◆ EXERCISES TO COMPLETE:
A – Answer these questions from the passage on Eugène Villiod, one per line:
(i) At what street address did Villiod run his agency?
(ii) By the eve of the Great War of 1914, how many confidential information firms existed in Paris?
(iii) In what year did Villiod start advertising in newspapers and magazines?
B – The passage on Eugène Villiod gives English translations for several French terms and titles. List each one with its translation.

◆ PASSAGE:

◇ ◇ ◇ ◇ ◇ ◇ ◇

“E. Villiod, Détective.” Frontispiece photo-portrait in Comment on nous vole, comment on nous tue (“How They Rob Us, How They Kill Us”). Paris: Chez l’Auteur, 1905. Author’s collection.
Without a doubt, the most enterprising French private detective of the Belle Époque was Eugène Villiod. From 1899 to the mid-1930s, Villiod operated a private detective agency at 37 Malesherbes Boulevard, located in the fashionable Madeleine district of Paris, open daily from 9:00 a.m. to 12:00 noon, 2:00 to 6:00 p.m., and by appointment. In his advertising, Villiod promised célérite et discretion, “swift results and absolute discretion” in surveillance services for businesses and private investigations for individual clients.
Such a police privée (“private police”) agency was nothing new in France. Vidcoq opened the first in 1832, Le Bureau des reseignements universels (Universal Information Office). Initially offering surveillance and employee background checks for businesses, in short order Vidocq moved into investigating compromising situations for individual clients that usurped the functions of the actual police. Over the course of the nineteenth century, several retired Sûreté directors and officers followed suit by creating their own private investigation agencies. By the eve of the Great War of 1914, there were over fifty confidential information firms in Paris. Villiod surpassed them all, however, through shameless self-promotion.
Initially a Paris transit system civil servant, in 1899 Eugène Villiod paired up with recently retired Sûreté Inspector Servier to conduct research on behalf clients seeking information to divorce their spouses. The following year, Villiod independently opened the Agence policière privée (“Private Police Agency”), diversifying its services to include confidential inquiries into such sensitive matters as family background checks before marriage and investigating blackmail threats. In 1902, he began advertising in newspapers and magazines, adding international branch offices and multilingual translations to the agency’s growing menu of offerings.

“Deadly Hotel Burglars: The Late-Night Murder of Monsieur Florent Falla.” Le Petit Journal, Supplément Illustré, September 10, 1905. Author’s Collection.

◇ ◇ ◇ ◇ ◇ ◇ ◇

◆ MATERIAL SUPPLIED:
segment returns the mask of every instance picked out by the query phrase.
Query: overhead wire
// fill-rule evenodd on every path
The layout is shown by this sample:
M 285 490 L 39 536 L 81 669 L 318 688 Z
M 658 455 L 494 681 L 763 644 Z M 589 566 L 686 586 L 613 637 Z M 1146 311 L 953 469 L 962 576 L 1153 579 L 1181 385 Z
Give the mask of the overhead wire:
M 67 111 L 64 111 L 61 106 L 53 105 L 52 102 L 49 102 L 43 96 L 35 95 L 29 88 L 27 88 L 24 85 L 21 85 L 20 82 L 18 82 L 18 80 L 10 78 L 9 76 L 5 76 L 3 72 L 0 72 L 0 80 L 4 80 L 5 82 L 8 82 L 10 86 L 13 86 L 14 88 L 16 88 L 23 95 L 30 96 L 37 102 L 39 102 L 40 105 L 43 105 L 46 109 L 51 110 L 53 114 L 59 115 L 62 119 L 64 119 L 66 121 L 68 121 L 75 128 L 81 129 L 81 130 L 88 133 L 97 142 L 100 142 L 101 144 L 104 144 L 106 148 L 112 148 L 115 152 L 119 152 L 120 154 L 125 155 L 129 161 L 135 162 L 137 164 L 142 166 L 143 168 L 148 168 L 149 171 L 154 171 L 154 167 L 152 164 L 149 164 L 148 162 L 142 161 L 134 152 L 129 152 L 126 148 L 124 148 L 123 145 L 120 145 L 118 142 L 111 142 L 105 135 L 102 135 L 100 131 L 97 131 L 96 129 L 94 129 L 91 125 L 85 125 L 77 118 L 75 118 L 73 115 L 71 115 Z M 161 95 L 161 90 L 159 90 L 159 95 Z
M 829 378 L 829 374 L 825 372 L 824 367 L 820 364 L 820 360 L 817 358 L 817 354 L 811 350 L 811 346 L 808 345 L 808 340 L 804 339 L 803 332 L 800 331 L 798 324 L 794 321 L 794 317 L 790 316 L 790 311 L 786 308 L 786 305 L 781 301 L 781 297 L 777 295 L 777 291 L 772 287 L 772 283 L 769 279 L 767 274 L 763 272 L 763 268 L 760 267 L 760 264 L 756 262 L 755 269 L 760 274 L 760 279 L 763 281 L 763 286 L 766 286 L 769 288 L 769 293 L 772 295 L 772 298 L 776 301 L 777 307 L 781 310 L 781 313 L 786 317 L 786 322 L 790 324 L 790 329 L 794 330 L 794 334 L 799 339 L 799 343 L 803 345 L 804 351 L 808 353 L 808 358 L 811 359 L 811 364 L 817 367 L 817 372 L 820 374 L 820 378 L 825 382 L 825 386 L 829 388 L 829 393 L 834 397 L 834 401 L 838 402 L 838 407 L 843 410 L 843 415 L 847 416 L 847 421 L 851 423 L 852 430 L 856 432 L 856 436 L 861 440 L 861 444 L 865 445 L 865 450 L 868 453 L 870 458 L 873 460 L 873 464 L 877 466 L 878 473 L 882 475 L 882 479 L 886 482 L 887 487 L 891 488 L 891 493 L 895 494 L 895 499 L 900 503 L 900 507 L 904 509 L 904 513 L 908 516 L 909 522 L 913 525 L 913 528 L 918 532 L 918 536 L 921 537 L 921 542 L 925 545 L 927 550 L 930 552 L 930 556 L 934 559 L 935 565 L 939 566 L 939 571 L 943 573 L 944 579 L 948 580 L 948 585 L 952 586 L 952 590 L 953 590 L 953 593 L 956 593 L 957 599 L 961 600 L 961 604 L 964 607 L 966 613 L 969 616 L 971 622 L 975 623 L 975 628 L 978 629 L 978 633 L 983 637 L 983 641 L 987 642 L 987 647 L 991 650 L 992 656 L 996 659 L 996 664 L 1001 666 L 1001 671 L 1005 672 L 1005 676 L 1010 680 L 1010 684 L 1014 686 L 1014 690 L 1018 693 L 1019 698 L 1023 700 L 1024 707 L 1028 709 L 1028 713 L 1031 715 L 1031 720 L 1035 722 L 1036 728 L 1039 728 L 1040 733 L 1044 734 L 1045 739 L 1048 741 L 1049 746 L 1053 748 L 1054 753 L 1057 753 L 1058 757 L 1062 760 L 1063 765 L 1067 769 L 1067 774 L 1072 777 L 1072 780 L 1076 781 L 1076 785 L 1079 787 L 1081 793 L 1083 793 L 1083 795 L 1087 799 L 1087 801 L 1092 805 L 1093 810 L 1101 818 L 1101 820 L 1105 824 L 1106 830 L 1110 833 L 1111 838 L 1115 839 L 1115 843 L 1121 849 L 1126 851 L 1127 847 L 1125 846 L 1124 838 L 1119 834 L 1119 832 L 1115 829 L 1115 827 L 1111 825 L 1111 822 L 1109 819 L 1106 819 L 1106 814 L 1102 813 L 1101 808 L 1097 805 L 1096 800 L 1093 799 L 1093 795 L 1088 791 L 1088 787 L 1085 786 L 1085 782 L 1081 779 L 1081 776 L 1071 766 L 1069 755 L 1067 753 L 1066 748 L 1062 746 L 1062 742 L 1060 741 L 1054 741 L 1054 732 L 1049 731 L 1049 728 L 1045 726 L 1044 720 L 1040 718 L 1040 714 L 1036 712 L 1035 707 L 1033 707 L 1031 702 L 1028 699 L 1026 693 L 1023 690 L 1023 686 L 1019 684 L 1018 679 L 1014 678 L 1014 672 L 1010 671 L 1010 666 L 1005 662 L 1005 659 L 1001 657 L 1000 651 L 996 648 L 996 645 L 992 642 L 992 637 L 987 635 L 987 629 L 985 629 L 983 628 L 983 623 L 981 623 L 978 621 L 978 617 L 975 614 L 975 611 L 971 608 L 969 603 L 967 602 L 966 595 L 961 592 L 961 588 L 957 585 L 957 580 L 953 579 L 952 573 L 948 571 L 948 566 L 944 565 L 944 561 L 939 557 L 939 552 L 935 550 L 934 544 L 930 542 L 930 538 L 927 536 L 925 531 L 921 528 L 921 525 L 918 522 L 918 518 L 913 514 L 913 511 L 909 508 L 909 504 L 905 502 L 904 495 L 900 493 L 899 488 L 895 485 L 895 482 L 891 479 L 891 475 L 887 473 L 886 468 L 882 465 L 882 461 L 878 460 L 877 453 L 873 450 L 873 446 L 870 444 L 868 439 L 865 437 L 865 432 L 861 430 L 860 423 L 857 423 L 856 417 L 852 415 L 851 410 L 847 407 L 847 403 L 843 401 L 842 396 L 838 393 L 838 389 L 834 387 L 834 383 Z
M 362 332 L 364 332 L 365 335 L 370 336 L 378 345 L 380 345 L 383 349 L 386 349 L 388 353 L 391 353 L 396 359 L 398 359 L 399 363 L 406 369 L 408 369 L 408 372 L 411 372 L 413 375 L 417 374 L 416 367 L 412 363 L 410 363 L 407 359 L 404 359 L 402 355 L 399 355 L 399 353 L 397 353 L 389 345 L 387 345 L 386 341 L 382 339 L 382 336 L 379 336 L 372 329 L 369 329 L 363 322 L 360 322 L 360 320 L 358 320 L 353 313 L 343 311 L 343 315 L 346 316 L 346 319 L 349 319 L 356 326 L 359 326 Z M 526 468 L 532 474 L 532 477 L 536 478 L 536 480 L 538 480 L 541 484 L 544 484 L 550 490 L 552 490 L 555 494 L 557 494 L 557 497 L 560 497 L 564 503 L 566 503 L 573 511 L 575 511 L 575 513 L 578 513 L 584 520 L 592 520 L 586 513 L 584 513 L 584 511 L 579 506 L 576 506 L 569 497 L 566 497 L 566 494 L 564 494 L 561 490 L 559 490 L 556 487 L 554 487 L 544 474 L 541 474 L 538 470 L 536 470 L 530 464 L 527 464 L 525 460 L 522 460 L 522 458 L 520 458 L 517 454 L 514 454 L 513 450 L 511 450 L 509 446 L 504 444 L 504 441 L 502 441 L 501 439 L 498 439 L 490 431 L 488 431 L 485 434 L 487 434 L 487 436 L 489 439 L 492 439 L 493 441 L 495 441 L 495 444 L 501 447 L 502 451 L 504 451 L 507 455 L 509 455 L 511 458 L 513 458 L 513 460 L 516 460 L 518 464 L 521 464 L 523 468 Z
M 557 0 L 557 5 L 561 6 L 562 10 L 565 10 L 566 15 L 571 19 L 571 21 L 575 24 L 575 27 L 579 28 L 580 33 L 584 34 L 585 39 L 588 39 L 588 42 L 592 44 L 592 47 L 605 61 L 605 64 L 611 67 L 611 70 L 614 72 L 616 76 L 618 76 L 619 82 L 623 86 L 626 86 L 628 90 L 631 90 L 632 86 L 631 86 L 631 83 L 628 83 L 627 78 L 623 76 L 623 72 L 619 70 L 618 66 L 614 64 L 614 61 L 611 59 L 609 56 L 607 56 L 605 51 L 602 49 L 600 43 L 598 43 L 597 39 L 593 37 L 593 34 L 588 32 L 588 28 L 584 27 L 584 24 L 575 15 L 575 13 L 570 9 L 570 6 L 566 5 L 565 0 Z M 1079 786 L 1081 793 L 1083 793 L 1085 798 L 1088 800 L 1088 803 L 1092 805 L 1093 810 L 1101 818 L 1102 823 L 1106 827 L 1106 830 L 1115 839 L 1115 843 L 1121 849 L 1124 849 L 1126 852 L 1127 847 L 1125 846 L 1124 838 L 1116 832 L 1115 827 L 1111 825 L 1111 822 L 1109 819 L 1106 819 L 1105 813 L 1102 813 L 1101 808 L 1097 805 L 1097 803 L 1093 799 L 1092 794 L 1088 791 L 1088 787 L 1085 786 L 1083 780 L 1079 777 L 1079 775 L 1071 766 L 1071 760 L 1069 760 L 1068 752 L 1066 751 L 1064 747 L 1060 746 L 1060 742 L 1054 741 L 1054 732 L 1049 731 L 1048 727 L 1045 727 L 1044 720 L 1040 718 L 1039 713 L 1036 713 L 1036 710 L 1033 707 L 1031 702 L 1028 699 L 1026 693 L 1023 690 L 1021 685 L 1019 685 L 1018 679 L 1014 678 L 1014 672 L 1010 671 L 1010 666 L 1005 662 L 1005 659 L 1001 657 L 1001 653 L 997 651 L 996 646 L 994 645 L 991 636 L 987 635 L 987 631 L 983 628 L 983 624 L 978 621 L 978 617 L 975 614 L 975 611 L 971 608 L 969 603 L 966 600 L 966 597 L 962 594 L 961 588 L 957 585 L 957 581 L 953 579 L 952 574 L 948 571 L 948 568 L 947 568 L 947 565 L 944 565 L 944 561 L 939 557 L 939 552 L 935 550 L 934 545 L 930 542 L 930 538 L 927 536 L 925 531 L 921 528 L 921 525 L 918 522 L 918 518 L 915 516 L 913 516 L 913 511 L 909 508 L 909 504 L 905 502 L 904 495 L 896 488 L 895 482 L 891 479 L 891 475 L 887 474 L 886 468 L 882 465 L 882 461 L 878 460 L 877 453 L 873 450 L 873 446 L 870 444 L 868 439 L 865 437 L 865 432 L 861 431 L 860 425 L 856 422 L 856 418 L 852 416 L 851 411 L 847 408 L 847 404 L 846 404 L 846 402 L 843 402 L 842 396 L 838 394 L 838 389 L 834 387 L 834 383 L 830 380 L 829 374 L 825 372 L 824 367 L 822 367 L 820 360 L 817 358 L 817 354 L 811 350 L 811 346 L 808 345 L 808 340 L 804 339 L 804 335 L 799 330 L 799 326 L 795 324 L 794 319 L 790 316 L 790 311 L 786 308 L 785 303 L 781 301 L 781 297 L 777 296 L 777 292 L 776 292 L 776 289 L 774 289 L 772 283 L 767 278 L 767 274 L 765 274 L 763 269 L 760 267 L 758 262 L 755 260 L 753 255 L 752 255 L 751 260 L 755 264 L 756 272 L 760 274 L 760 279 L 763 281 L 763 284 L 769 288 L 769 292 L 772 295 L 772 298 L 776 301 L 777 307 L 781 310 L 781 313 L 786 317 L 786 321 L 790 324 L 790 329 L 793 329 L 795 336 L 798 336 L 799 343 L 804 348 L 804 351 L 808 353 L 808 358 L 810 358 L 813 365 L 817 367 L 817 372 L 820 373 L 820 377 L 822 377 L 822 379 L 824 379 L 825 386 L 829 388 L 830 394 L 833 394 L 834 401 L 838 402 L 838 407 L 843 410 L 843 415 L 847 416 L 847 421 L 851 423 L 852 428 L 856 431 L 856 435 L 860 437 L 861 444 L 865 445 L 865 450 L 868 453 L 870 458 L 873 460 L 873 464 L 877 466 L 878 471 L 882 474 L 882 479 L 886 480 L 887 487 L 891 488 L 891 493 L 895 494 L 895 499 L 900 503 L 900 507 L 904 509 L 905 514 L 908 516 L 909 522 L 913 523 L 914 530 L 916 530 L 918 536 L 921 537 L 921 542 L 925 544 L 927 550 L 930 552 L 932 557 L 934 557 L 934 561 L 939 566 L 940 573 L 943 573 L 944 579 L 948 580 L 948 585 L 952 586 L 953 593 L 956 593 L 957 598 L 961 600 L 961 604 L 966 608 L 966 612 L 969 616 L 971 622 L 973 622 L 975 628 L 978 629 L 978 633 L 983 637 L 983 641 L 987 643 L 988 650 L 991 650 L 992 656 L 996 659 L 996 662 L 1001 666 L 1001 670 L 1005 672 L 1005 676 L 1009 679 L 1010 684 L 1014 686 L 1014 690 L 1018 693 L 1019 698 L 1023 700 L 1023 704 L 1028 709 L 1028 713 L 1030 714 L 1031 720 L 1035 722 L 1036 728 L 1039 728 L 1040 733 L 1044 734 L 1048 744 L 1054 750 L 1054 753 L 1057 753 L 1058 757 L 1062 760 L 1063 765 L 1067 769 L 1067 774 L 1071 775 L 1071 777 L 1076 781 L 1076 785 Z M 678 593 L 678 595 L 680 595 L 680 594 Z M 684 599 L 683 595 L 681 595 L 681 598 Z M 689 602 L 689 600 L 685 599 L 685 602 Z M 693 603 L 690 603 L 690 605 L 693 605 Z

◇ ◇ ◇ ◇ ◇ ◇ ◇

◆ THE RESPONSES:
A –
(i) 37 Malesherbes Boulevard
(ii) Over fifty
(iii) 1902

B –
- Comment on nous vole, comment on nous tue: "How They Rob Us, How They Kill Us"
- célérite et discretion: "swift results and absolute discretion"
- police privée: "private police"
- Le Bureau des reseignements universels: Universal Information Office
- Agence policière privée: "Private Police Agency"